Directions – Turn the lines from the one with "In this picture, where can the woman's arm" up to and including the one with "(1065, 731)" into a numbered list, with blank lines and pictures left out.

Material provided –
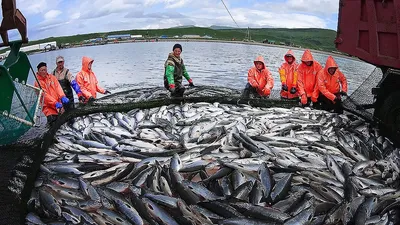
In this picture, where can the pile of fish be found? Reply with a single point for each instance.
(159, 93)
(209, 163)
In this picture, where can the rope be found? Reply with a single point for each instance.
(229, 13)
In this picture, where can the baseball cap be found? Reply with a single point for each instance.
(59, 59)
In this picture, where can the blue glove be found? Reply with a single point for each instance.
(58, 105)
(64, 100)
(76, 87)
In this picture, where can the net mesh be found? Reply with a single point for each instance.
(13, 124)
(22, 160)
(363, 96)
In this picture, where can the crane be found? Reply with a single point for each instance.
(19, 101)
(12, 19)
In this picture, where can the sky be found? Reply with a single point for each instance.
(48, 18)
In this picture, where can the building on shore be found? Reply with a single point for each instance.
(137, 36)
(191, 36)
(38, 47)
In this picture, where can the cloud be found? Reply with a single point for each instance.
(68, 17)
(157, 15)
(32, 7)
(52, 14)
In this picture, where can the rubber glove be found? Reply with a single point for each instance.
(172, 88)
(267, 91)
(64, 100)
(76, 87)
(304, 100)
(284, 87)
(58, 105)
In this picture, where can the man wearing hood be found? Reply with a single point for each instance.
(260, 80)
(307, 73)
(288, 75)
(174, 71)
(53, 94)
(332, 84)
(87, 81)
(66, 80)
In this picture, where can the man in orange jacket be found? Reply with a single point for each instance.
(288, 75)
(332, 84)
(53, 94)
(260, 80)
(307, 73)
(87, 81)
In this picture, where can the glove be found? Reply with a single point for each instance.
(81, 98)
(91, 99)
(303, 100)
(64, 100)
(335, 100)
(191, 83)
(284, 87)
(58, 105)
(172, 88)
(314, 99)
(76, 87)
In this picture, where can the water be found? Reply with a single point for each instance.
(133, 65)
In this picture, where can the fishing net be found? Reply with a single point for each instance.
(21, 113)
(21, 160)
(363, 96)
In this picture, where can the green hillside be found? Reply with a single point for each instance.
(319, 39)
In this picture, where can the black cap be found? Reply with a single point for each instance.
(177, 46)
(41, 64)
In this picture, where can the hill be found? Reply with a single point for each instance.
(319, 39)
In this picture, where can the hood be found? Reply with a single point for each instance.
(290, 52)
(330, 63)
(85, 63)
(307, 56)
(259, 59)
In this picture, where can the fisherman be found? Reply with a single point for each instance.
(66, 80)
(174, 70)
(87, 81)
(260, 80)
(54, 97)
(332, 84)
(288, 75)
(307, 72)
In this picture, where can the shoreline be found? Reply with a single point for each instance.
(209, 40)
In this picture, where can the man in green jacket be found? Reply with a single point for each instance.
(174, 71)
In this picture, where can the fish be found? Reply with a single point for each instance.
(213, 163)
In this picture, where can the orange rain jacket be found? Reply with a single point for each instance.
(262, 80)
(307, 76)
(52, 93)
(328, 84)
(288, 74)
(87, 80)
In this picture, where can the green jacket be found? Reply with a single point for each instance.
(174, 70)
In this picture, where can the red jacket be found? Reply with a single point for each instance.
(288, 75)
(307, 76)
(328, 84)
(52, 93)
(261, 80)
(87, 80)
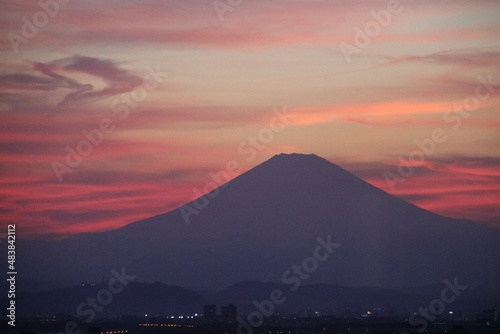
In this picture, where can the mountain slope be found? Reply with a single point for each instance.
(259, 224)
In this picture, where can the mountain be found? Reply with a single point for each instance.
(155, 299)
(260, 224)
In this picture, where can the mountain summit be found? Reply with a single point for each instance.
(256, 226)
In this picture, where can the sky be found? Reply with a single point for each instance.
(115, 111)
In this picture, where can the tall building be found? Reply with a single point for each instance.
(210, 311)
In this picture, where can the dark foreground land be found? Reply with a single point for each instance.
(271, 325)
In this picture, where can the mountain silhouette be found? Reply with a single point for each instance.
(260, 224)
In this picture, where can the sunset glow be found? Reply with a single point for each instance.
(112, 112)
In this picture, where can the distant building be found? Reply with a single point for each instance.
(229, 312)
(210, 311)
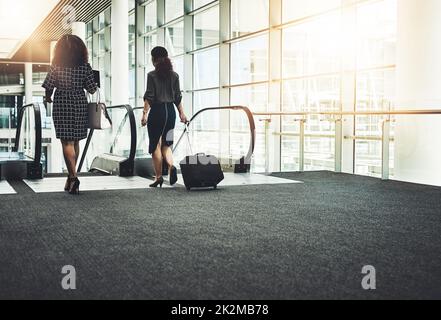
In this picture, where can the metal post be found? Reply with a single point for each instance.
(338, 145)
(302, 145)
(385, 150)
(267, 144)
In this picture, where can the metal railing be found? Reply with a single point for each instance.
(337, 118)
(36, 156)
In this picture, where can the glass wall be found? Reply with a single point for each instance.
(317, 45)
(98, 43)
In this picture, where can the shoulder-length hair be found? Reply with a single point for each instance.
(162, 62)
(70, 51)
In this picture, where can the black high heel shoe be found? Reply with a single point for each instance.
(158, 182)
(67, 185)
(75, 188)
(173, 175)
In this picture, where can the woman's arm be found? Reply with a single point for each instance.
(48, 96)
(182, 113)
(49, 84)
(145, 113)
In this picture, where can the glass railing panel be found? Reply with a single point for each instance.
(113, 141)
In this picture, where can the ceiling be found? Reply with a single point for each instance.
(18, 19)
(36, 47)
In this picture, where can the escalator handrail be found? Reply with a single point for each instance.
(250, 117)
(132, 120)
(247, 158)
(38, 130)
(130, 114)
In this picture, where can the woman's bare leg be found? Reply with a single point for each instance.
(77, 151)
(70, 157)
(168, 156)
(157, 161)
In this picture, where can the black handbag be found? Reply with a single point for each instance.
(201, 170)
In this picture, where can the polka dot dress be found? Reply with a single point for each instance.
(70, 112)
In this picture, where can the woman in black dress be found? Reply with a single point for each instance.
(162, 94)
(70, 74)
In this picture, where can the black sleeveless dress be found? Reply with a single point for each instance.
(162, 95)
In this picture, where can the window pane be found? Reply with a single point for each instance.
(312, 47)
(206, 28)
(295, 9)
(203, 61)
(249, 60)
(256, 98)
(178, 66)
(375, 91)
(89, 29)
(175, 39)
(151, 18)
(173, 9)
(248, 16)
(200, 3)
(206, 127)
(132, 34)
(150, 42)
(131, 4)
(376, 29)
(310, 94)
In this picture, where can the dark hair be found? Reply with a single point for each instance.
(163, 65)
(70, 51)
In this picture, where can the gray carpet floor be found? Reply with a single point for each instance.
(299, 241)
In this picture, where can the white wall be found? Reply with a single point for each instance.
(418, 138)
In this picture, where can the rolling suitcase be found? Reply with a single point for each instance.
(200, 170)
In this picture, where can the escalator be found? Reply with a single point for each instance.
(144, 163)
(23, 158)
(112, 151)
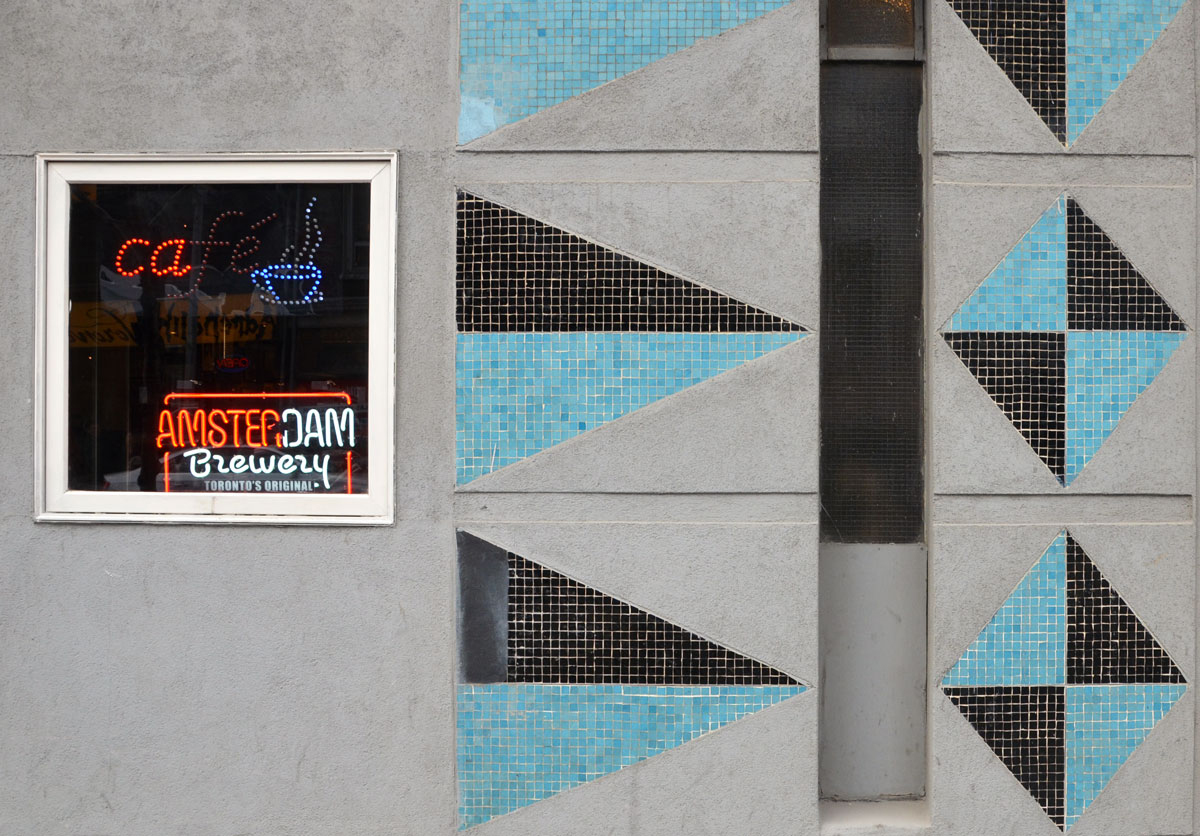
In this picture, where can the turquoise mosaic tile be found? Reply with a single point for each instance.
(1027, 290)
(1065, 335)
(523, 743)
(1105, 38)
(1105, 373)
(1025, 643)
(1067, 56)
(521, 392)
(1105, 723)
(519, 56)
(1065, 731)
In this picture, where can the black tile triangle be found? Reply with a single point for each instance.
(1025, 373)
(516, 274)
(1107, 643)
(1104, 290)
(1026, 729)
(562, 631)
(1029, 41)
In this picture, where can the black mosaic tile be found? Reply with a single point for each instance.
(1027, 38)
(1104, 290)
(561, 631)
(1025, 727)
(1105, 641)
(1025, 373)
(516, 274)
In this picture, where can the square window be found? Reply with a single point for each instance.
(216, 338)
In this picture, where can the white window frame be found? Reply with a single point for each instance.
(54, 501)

==

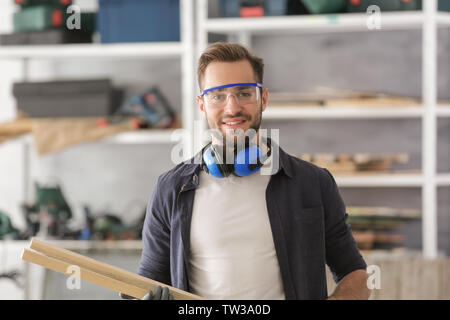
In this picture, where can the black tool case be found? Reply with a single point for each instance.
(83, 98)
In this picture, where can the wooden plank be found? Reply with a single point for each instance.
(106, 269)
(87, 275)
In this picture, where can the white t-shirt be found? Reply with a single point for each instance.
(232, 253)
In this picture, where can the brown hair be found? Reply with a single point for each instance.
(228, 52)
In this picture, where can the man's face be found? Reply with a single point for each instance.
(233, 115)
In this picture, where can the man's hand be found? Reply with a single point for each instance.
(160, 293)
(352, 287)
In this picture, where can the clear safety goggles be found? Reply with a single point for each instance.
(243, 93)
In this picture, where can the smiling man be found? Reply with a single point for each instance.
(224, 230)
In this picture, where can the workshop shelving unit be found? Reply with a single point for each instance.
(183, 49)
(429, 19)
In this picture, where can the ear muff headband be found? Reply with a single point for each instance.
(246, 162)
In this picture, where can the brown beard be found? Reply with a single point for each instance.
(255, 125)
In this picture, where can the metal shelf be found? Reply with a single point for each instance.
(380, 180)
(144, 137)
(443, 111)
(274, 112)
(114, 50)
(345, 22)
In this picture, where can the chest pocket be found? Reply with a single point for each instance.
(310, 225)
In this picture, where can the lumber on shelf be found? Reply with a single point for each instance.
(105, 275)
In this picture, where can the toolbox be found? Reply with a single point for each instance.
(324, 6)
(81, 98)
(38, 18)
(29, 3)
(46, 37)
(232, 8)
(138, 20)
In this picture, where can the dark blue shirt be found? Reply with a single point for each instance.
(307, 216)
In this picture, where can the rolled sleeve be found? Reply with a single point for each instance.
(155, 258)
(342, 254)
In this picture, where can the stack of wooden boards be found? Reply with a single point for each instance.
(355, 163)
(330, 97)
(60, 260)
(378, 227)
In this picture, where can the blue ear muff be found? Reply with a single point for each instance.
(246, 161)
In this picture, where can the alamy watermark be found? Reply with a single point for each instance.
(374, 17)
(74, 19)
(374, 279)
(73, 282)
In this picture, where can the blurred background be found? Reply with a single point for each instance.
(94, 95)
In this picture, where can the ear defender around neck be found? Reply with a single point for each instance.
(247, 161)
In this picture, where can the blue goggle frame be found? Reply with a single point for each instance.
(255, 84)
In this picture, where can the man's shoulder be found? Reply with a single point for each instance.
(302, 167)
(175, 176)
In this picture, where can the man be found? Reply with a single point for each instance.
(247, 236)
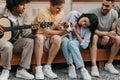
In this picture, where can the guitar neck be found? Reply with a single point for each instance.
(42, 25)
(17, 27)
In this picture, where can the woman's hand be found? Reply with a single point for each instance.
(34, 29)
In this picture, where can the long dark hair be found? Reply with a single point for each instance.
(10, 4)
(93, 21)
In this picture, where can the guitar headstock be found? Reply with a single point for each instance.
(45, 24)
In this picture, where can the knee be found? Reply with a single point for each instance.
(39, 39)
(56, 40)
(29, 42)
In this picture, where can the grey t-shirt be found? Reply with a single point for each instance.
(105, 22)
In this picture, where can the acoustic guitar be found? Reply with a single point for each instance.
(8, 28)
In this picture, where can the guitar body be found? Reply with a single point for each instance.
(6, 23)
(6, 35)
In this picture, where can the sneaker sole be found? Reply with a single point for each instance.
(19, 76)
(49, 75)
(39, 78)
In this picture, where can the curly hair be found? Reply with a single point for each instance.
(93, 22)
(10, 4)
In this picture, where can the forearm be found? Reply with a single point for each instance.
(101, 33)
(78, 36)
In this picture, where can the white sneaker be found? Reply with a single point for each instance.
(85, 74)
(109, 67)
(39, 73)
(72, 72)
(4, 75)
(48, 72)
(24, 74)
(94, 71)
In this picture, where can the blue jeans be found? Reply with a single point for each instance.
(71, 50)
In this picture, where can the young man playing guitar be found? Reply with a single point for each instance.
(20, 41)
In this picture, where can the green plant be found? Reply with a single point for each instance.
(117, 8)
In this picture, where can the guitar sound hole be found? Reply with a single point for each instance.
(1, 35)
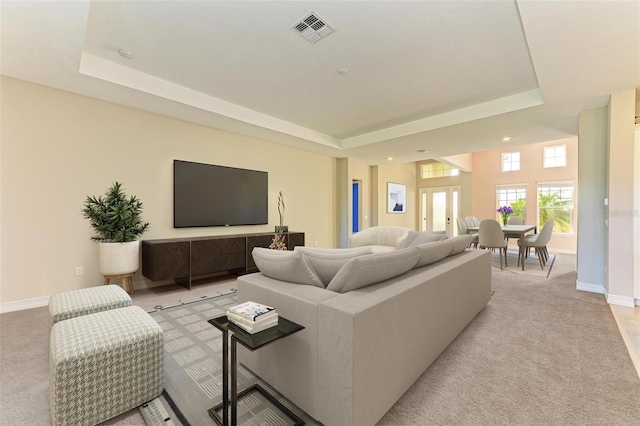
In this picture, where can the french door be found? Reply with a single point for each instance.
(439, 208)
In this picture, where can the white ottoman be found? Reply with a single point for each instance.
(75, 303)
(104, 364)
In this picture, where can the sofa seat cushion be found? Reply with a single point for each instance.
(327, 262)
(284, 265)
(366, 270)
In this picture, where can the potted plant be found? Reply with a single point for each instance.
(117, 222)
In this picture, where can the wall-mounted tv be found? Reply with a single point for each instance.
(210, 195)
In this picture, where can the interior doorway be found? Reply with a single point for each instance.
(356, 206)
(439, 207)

* * *

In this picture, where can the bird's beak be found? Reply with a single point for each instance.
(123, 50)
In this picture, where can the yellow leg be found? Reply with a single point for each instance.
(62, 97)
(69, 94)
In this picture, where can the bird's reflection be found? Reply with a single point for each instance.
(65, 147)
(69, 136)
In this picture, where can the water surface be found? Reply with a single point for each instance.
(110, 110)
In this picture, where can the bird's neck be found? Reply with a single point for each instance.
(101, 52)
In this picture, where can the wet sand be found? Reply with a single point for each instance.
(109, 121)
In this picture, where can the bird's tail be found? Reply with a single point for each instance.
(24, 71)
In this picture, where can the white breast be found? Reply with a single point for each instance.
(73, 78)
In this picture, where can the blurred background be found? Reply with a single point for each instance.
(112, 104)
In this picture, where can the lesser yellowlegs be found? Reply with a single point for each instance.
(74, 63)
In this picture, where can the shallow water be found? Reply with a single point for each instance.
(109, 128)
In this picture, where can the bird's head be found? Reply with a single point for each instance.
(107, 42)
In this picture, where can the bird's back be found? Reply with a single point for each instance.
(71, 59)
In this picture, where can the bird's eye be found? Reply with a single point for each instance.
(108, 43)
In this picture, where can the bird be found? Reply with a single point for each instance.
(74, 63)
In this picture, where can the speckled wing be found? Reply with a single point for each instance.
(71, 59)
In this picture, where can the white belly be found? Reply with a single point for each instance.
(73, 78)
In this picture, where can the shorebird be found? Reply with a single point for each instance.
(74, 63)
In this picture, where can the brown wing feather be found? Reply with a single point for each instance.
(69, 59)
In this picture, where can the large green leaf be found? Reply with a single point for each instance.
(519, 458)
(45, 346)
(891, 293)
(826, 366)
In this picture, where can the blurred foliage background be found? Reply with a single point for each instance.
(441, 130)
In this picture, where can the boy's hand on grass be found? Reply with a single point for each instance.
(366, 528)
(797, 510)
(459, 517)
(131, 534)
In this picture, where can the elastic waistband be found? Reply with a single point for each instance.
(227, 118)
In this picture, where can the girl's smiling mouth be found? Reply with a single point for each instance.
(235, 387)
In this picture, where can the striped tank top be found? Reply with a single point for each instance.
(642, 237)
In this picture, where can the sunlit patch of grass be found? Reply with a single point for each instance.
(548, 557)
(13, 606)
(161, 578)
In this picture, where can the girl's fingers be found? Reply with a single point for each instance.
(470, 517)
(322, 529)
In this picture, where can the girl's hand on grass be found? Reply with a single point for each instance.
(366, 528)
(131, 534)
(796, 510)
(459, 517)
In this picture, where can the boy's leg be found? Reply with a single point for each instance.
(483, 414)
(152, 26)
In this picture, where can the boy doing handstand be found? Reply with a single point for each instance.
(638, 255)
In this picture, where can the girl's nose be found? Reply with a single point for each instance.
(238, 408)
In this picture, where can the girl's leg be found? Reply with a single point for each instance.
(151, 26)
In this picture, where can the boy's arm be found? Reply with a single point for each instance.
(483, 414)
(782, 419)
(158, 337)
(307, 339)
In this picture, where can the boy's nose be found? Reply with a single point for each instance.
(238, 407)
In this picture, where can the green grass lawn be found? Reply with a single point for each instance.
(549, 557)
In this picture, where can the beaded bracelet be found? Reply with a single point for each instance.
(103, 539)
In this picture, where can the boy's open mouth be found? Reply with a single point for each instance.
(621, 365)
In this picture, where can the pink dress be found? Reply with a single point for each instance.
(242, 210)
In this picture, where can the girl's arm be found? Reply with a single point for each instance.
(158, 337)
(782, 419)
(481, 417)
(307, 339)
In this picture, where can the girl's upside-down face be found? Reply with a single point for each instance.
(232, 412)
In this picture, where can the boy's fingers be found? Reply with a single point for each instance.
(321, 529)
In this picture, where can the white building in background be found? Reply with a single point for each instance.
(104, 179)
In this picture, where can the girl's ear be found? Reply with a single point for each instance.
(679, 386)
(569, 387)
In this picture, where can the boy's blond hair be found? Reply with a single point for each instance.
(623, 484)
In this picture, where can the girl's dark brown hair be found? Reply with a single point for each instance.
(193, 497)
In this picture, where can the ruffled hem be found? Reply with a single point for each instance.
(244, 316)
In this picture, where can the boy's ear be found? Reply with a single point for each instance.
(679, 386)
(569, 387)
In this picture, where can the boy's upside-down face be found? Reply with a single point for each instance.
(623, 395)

Full response –
1. In this picture, where can the woman's arm be found? Reply with a single point for each instance.
2. (48, 96)
3. (182, 113)
4. (49, 84)
5. (145, 113)
6. In this picture, where can the glass railing panel be found? Reply with a single point for each instance.
7. (113, 141)
8. In this picture, where can the ceiling be found? Reply with a single point for each instance.
9. (18, 19)
10. (36, 47)
11. In this picture, where can the escalator handrail be found? Reply with a single point for each instance.
12. (250, 117)
13. (132, 120)
14. (247, 158)
15. (38, 130)
16. (130, 114)
17. In this picture, where can the woman's bare leg be found? Reply with a single point for each instance.
18. (77, 151)
19. (70, 157)
20. (168, 156)
21. (157, 161)
22. In this picture, where can the black handbag be found? Reply with a single point for each instance.
23. (201, 170)
24. In this picture, where can the polka dot dress be found? Reply with a single point for each instance.
25. (70, 112)
26. In this picture, where can the woman in black dress be found? Reply with a single point for each instance.
27. (162, 94)
28. (70, 74)
29. In this picture, where can the black sleeveless dress be found? Reply with a single point for each instance.
30. (162, 95)
31. In this picture, where can the window pane be found? Reply with a single point for each instance.
32. (312, 47)
33. (206, 28)
34. (295, 9)
35. (203, 61)
36. (249, 60)
37. (256, 98)
38. (178, 66)
39. (375, 91)
40. (89, 29)
41. (175, 39)
42. (151, 18)
43. (173, 9)
44. (248, 16)
45. (200, 3)
46. (206, 127)
47. (132, 34)
48. (150, 42)
49. (131, 4)
50. (376, 29)
51. (310, 94)
52. In this picture, where can the dark hair be found? Reply with a single point for each instance.
53. (163, 65)
54. (70, 51)
55. In this picture, where can the gray carpet floor be found? Reply with a single point for each instance.
56. (299, 241)
57. In this picture, where can the white wall be found? Reply with a single point for each instance.
58. (418, 138)
59. In this picture, where can the rolling suitcase be found? Reply with a single point for each instance.
60. (200, 170)
61. In this picture, where can the escalator be found? Reply with a single point for each instance.
62. (144, 163)
63. (23, 158)
64. (112, 151)
65. In this picture, where can the turquoise mosaic tile be found? Reply with a single point for each instance.
66. (1027, 290)
67. (1065, 335)
68. (523, 743)
69. (1105, 38)
70. (1105, 373)
71. (1025, 643)
72. (1067, 56)
73. (521, 392)
74. (1105, 723)
75. (519, 56)
76. (1065, 731)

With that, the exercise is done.